For each entry below, copy the text exactly and leave out any picture.

---

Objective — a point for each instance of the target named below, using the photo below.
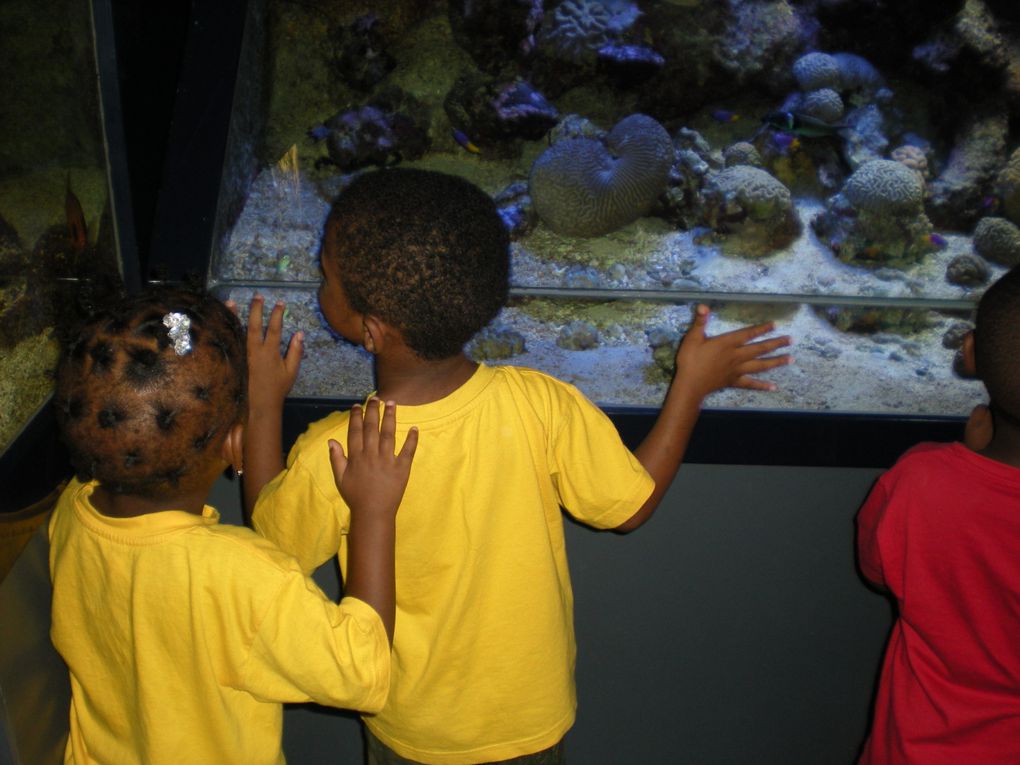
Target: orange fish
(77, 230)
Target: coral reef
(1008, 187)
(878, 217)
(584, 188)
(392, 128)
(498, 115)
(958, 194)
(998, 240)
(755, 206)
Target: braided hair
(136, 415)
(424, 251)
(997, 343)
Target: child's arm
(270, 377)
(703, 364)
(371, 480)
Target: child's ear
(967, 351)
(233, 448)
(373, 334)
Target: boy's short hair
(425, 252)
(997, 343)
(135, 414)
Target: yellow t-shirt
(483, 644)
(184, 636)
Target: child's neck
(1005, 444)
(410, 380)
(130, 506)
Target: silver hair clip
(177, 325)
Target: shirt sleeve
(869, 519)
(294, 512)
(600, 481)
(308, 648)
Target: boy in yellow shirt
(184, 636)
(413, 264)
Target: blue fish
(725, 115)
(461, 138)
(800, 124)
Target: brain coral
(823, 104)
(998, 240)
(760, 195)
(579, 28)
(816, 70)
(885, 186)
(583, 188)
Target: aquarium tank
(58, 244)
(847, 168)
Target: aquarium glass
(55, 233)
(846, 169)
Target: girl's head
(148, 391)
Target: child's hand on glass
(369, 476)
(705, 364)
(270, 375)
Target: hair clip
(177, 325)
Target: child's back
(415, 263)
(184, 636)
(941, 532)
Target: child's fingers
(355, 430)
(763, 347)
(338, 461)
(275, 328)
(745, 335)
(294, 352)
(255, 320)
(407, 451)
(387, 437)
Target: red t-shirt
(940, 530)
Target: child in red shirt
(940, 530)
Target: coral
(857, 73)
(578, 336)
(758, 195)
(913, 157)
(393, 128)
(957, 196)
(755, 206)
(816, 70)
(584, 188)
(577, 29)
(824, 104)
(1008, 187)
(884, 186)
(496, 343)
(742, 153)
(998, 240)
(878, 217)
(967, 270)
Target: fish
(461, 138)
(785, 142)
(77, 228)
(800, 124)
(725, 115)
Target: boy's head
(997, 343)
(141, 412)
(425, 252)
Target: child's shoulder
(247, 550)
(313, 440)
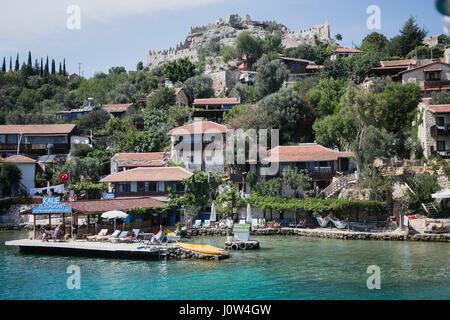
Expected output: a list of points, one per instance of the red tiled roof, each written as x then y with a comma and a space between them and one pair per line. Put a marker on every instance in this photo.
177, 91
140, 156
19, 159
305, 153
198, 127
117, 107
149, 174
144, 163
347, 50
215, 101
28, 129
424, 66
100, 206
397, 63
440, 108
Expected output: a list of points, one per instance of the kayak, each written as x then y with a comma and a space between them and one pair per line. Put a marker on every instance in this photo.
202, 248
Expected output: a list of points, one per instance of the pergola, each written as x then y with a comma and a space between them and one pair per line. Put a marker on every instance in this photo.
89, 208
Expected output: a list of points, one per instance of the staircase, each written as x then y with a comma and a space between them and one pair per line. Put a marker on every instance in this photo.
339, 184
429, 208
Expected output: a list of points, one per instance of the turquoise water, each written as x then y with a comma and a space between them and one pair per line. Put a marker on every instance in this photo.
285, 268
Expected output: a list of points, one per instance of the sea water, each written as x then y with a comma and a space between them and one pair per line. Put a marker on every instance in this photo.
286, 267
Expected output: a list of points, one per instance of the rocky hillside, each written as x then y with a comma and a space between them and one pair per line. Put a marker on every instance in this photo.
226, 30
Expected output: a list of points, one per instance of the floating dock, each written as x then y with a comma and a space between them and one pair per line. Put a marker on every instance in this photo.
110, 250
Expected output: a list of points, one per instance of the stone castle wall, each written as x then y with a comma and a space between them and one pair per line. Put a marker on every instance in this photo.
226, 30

---

• [Task solution]
Objective — a point for each instance of the target named below, using the photo below.
Target: orange fish
(77, 230)
Target: coral reef
(1008, 187)
(878, 217)
(584, 188)
(392, 128)
(498, 115)
(958, 194)
(998, 240)
(755, 206)
Target: braided hair
(136, 415)
(424, 251)
(997, 343)
Target: child's arm
(270, 377)
(703, 364)
(371, 480)
Target: child's ear
(967, 351)
(233, 448)
(373, 334)
Target: boy's short hair
(425, 252)
(997, 343)
(135, 414)
Target: yellow t-shirt
(483, 644)
(184, 636)
Target: child's neck
(1005, 444)
(410, 380)
(130, 506)
Target: silver hair clip
(177, 325)
Target: shirt sleeve
(869, 519)
(294, 512)
(600, 481)
(308, 648)
Target: boy in yellow shirt
(184, 636)
(413, 264)
Target: blue fish
(725, 115)
(461, 138)
(800, 124)
Target: brain coral
(823, 104)
(998, 240)
(760, 195)
(579, 28)
(816, 70)
(885, 186)
(583, 188)
Target: aquarium tank
(58, 244)
(847, 168)
Target: aquarium glass
(55, 233)
(846, 169)
Target: girl's head
(148, 391)
Target: child's hand on glass
(369, 476)
(705, 364)
(270, 375)
Target: hair clip
(177, 325)
Target: child's back
(415, 263)
(184, 636)
(941, 532)
Target: child's fingers
(355, 430)
(763, 347)
(338, 461)
(275, 328)
(745, 335)
(294, 352)
(255, 320)
(407, 451)
(387, 437)
Target: red t-shirt
(940, 530)
Target: child in red shirt
(940, 530)
Target: coral
(857, 73)
(578, 336)
(758, 195)
(913, 157)
(393, 128)
(957, 196)
(755, 206)
(816, 70)
(584, 188)
(577, 29)
(824, 104)
(1008, 187)
(884, 186)
(496, 343)
(742, 153)
(998, 240)
(878, 217)
(967, 270)
Target: fish
(461, 138)
(785, 142)
(77, 228)
(800, 124)
(725, 115)
Target: boy's head
(997, 343)
(141, 412)
(425, 252)
Target: child's shoulder
(247, 550)
(313, 440)
Expected output: a list of points, one per instance of the red tiled roof, each written as x then y with a comma and a space between them and one pair per line. Put a marker on every instance in this photo.
177, 91
140, 156
19, 159
305, 153
198, 127
117, 107
149, 174
144, 163
347, 50
215, 101
28, 129
424, 66
100, 206
397, 63
440, 108
Expected output: a list of points, one per instance of the kayak, each written as x then y with a comma and a space between them and one pair per line. Put a marker on every instance in this photo.
202, 248
Expected output: a list of points, one per instance of the pergola, each written as x then y with a comma and a space between them and one pair per line. Put a marker on every instance in this photo.
89, 208
Expected output: a list of points, one per instance of the staircase, each written as x then y with a comma and a space between them and one pair per line. Put a marker on every instance in this photo.
339, 184
429, 208
Expected output: a list of points, one per instance of the turquoise water, each written as x then y with a comma and a space between them and one pair per line. Put a marker on every instance in this photo.
285, 268
Expected output: a list of points, one per instance of the sea water, each written as x then y with a comma and a space between them and one pair per line. Put a marker on every instance in this photo.
286, 267
Expected output: a list of points, one per instance of the rocky hillside, each written as x then y with a comma and a space between them and one pair per line. Put a marker on every instance in this photo.
226, 30
Expected output: a list of points, one per instance of the floating dock, each written as x then y with a comma and a space between them and one pair per line. Put a marker on every instance in this photo.
110, 250
Expected output: a list of points, one per instance of the stone castle wall, each written as x then y with a comma and a space between them and one pair per line. Put a marker on every instance in this photo.
226, 30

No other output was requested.